◆ What is needed
Please extract each line of the data below that contains the word "door" and copy those lines without changes.

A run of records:
┌──
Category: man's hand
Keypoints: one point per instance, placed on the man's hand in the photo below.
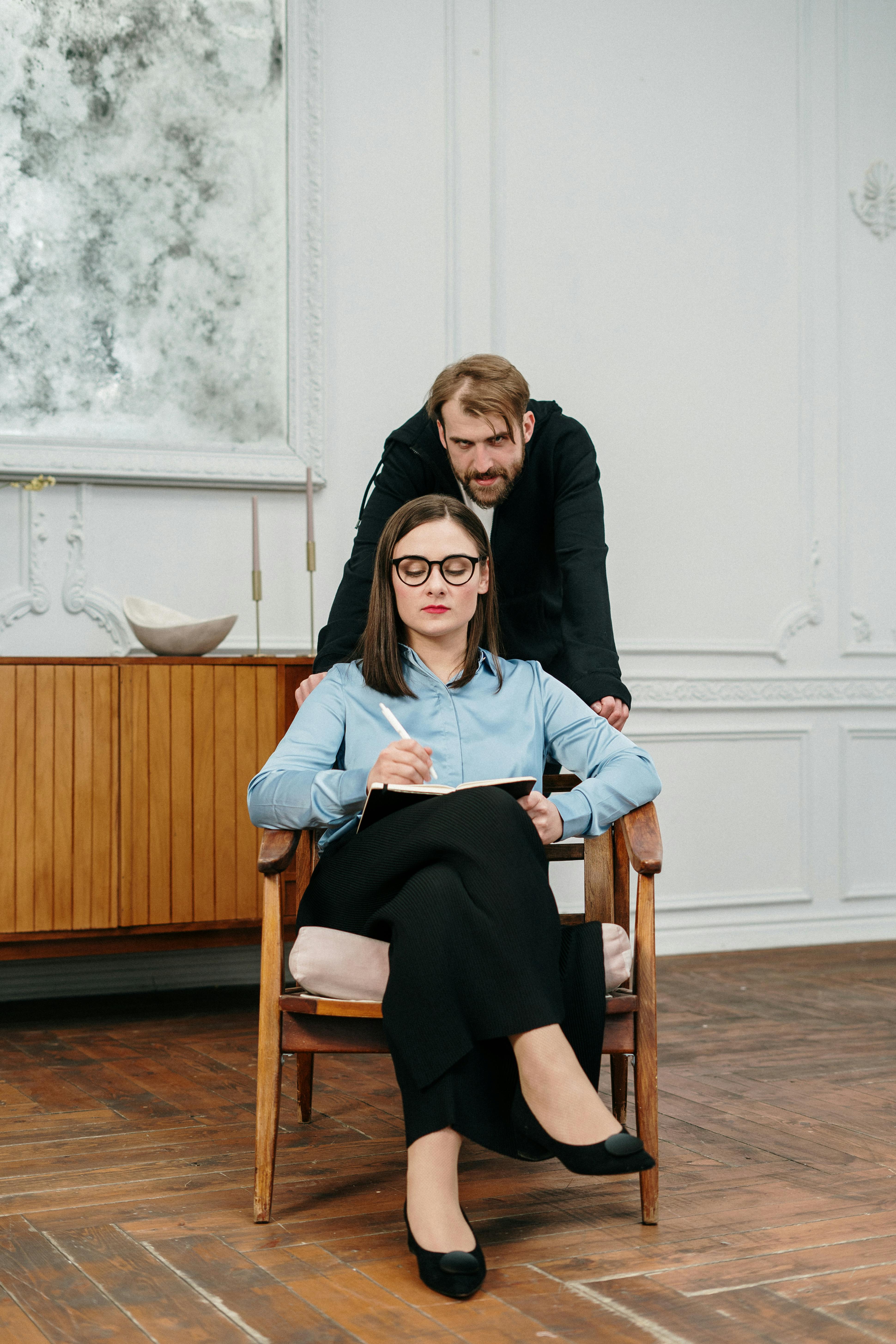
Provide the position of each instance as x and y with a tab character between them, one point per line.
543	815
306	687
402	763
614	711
└──
┌──
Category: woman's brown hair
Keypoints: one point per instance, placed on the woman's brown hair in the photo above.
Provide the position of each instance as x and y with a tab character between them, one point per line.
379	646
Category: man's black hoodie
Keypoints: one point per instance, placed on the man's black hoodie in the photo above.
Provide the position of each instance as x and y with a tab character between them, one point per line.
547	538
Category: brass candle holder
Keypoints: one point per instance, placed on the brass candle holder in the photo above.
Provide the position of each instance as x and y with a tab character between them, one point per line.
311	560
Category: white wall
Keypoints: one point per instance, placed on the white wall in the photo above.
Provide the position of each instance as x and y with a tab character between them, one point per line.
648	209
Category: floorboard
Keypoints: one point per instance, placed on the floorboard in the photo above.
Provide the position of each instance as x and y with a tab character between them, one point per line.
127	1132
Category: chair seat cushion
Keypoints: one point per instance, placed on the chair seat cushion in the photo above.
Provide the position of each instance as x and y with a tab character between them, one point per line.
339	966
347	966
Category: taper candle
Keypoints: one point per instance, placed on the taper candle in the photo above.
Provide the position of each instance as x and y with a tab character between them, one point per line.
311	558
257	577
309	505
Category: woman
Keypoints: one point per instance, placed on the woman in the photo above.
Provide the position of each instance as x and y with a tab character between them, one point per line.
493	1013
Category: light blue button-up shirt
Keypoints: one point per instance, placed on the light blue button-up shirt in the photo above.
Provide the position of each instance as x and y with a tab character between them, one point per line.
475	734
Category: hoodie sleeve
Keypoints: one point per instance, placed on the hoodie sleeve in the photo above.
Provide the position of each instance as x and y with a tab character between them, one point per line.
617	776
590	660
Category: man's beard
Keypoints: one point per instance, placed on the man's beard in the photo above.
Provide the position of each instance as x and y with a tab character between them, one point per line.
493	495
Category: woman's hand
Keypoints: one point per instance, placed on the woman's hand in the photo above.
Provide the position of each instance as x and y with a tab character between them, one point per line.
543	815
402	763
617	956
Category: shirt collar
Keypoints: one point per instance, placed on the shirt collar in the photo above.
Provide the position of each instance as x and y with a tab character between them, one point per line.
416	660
└──
┌──
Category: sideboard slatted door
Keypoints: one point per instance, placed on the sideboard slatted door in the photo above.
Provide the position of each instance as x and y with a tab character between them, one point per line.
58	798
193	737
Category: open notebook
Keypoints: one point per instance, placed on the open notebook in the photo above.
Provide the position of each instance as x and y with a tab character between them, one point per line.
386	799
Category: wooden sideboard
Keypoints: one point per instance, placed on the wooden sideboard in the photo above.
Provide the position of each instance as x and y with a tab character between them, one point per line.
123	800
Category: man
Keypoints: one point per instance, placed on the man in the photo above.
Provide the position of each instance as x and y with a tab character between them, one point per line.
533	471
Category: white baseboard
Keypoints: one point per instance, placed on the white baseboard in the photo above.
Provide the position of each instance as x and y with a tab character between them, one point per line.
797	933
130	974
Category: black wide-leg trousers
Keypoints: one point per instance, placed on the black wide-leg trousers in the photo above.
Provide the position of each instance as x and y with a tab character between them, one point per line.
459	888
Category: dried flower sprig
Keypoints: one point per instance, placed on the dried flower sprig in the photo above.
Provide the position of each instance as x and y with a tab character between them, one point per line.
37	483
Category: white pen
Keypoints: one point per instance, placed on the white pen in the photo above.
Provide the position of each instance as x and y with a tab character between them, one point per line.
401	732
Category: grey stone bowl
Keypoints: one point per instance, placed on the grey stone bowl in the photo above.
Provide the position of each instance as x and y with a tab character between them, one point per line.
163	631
└──
◆ Output of the task
Category: sideboard slatted door
Keypoints: one point per instance, placed on the sideboard slatted door in the photo above.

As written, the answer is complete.